== What is expected ==
Everything from the line containing "the photo below." through the final line of the material is to be restated word for word, and only that.

== Data for analysis ==
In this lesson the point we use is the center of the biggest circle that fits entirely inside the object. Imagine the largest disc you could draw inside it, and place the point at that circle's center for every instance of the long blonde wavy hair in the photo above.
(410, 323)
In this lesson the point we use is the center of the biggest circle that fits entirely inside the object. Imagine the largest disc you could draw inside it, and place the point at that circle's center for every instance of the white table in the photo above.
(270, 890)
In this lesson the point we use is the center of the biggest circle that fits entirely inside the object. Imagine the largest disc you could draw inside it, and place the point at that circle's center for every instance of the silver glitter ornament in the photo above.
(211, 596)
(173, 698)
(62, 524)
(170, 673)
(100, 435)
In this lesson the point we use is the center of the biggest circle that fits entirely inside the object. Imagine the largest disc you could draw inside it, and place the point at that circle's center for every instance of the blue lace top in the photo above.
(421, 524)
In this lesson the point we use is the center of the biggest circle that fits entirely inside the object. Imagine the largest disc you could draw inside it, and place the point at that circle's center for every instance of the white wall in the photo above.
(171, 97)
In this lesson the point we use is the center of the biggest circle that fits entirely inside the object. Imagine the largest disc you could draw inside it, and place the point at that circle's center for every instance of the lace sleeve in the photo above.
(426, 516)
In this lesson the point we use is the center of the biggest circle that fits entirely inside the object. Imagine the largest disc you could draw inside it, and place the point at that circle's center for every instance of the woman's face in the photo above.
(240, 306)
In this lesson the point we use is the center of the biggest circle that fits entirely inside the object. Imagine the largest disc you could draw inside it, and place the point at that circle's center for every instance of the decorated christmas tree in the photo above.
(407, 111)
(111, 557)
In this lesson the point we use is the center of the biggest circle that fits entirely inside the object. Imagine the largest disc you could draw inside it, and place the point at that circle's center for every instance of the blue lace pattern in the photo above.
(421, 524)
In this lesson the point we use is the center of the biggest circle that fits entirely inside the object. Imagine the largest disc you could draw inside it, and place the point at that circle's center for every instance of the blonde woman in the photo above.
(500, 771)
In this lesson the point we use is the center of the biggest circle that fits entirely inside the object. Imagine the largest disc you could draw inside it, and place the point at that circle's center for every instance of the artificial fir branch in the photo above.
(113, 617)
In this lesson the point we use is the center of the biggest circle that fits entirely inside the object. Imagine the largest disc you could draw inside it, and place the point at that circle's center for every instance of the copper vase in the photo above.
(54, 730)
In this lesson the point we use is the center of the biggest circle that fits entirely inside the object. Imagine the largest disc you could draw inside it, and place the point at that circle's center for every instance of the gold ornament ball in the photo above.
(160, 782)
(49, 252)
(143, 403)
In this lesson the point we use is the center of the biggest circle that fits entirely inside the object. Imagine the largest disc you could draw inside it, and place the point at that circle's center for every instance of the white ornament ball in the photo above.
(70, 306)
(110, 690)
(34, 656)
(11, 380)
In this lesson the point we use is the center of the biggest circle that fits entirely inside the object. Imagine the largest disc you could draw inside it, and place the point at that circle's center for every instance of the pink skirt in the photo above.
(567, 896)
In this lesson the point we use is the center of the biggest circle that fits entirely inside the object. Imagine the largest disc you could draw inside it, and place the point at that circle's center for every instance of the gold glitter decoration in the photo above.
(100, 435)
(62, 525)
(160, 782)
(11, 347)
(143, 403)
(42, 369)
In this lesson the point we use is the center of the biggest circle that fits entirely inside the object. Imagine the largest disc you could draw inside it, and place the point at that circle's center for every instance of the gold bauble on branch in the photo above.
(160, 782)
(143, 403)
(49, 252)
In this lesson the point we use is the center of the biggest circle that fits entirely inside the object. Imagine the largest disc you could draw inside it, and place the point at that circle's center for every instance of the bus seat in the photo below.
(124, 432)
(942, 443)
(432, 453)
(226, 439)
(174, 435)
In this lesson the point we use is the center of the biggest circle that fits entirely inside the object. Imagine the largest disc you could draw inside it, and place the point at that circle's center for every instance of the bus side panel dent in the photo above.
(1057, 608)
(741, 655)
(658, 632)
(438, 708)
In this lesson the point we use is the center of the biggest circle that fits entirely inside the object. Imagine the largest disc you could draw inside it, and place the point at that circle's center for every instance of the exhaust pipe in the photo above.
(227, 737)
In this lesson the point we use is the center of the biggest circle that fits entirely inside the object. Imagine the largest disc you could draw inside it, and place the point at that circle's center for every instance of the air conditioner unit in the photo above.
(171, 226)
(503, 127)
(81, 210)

== Your response ==
In this lesson the point we use is the center of the biggest circle that fits entirely inside the object. Imagine the largest disc you could draw inside it, and place the point at that circle's center for every instance of the bus seat in the photo below.
(124, 432)
(942, 443)
(432, 453)
(226, 439)
(174, 435)
In this lesson the point we use is the center of the biggest circle that fits entirely inside the object. Imagine the largest disc you could draw inside it, and place the point at that circle's center for every instance of the bus side panel dent in the photo above.
(1057, 608)
(741, 655)
(658, 632)
(438, 708)
In this lesson the point we use is the center of the biggest circle that fits entirely inside the object. Imagine the largest disc you could draw inside it, and place the point at that circle's center for every instance of the exhaust pipe in the photo above.
(227, 737)
In this lesson the point we use is the center of the biggest circle that fits entirely inside the object. Imagine the largest disc you could draw inside it, and place the point at that circle's center for every instance of the air conditioner unit in the photo above.
(171, 226)
(503, 127)
(81, 210)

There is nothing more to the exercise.